→ Aim
Which lines in the items below contain the word "silver"? Extract each of those lines.

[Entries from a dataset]
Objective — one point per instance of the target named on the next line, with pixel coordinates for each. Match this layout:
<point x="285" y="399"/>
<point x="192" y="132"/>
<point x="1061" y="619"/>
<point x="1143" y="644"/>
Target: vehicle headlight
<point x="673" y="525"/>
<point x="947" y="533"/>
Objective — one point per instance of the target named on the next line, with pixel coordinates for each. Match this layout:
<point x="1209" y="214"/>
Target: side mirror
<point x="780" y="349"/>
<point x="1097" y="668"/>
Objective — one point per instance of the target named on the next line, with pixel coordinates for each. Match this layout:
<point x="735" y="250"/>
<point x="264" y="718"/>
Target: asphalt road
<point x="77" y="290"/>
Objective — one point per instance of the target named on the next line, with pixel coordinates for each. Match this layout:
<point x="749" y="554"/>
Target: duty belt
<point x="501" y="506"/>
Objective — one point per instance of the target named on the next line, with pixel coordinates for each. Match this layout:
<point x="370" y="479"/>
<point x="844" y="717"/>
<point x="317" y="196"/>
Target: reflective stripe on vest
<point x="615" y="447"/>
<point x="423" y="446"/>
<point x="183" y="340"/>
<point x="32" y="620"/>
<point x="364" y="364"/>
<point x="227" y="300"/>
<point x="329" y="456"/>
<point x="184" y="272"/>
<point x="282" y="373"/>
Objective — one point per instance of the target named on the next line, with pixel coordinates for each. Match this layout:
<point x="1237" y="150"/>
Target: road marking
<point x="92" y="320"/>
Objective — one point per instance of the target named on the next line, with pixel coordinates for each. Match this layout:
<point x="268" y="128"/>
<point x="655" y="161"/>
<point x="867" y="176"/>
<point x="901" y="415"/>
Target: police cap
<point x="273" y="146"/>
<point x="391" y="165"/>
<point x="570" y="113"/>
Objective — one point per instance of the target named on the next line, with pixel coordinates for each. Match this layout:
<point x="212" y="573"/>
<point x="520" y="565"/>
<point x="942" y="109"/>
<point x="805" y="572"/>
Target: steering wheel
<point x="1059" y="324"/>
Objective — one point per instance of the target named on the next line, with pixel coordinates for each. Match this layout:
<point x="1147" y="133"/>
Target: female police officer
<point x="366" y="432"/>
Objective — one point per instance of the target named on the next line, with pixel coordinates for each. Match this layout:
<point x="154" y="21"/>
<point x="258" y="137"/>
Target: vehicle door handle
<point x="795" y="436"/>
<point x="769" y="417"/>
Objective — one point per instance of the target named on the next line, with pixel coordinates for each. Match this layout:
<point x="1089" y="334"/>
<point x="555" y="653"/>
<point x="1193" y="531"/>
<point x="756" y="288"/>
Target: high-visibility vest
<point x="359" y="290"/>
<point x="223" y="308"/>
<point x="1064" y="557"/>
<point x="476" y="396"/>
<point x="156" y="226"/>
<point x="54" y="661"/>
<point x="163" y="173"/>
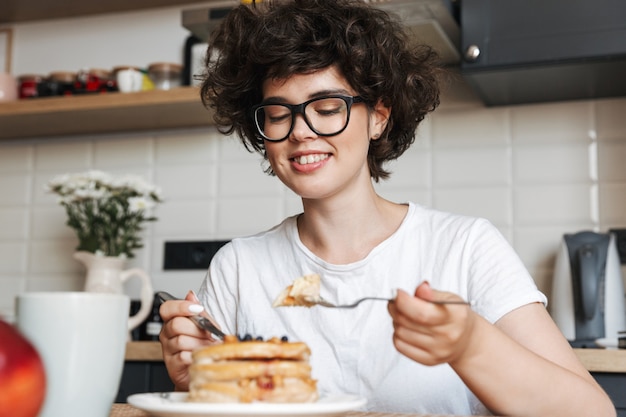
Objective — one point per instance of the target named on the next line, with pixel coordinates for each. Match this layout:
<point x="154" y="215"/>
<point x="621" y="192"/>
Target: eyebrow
<point x="321" y="93"/>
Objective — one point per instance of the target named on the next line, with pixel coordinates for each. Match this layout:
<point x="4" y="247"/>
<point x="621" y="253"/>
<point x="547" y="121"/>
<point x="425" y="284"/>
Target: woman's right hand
<point x="180" y="336"/>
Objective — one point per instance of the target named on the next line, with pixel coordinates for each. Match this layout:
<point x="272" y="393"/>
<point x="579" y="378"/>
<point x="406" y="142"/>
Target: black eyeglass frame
<point x="299" y="109"/>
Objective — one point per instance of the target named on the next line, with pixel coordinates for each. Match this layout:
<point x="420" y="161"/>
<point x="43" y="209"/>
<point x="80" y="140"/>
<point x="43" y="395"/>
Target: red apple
<point x="22" y="375"/>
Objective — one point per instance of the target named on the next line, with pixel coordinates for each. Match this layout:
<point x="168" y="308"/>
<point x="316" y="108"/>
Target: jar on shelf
<point x="61" y="83"/>
<point x="94" y="81"/>
<point x="165" y="75"/>
<point x="31" y="86"/>
<point x="128" y="79"/>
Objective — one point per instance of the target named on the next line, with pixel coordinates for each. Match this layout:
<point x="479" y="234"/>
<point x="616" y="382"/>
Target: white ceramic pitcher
<point x="106" y="274"/>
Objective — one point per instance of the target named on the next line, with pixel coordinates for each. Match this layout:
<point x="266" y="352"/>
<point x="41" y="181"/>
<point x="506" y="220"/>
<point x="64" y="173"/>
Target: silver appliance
<point x="587" y="289"/>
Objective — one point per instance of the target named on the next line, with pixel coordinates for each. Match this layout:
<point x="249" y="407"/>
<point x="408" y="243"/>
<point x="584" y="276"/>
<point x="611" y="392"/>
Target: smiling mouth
<point x="310" y="159"/>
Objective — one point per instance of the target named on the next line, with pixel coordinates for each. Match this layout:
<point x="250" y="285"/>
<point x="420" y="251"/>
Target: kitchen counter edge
<point x="595" y="360"/>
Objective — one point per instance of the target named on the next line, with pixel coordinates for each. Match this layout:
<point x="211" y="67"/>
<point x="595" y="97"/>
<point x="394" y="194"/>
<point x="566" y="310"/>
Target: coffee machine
<point x="587" y="290"/>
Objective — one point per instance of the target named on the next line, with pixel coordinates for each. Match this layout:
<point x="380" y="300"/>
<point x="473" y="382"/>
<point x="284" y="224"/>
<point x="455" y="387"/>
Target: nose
<point x="301" y="130"/>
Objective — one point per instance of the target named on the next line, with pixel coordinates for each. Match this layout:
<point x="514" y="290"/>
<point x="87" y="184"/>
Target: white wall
<point x="535" y="171"/>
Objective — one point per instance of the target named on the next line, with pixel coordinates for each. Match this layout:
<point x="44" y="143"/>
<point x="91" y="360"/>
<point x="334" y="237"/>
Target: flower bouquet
<point x="107" y="213"/>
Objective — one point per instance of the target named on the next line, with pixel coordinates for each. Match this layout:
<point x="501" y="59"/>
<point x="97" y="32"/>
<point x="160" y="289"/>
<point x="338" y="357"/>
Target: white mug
<point x="129" y="80"/>
<point x="8" y="87"/>
<point x="81" y="338"/>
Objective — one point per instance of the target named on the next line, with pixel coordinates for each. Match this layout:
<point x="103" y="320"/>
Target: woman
<point x="328" y="91"/>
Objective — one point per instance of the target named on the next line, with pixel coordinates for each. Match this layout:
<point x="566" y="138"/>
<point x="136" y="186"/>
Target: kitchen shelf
<point x="103" y="113"/>
<point x="13" y="11"/>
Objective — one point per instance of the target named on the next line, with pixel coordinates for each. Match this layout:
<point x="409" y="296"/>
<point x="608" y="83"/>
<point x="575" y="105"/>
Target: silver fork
<point x="325" y="303"/>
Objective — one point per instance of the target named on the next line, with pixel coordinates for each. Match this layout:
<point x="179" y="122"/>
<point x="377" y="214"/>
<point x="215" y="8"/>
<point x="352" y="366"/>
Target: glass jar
<point x="61" y="83"/>
<point x="94" y="81"/>
<point x="31" y="86"/>
<point x="165" y="75"/>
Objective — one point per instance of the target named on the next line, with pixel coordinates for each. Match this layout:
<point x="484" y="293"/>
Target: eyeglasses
<point x="326" y="116"/>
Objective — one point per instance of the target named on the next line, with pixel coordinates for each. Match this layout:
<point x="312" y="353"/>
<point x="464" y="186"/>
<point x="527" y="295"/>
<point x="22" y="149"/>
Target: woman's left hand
<point x="430" y="333"/>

→ Answer to the exercise
Target: silver appliance
Target: silver fork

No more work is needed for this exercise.